[start of RECORD SET]

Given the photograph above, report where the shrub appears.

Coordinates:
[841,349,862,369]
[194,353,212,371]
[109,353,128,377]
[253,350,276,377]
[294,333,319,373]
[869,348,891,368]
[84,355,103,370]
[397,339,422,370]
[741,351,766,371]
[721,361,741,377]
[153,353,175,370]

[end of RECORD SET]

* **TASK PROMPT**:
Rewrite the data above as a CSV with two columns named input and output, using one row for each text-and-answer pair. Place the text in input and the answer in output, with each value in its own quoted field and line breaks replaced by spaces.

* **FINISHED ANSWER**:
input,output
"Given the photograph above, report where the shrub appears. Coordinates:","[841,349,862,369] [194,353,212,371] [109,353,128,377] [253,350,276,377] [294,333,319,373] [869,348,891,368] [84,355,103,370] [397,339,422,370] [741,351,766,371] [721,361,741,377] [153,353,175,370]"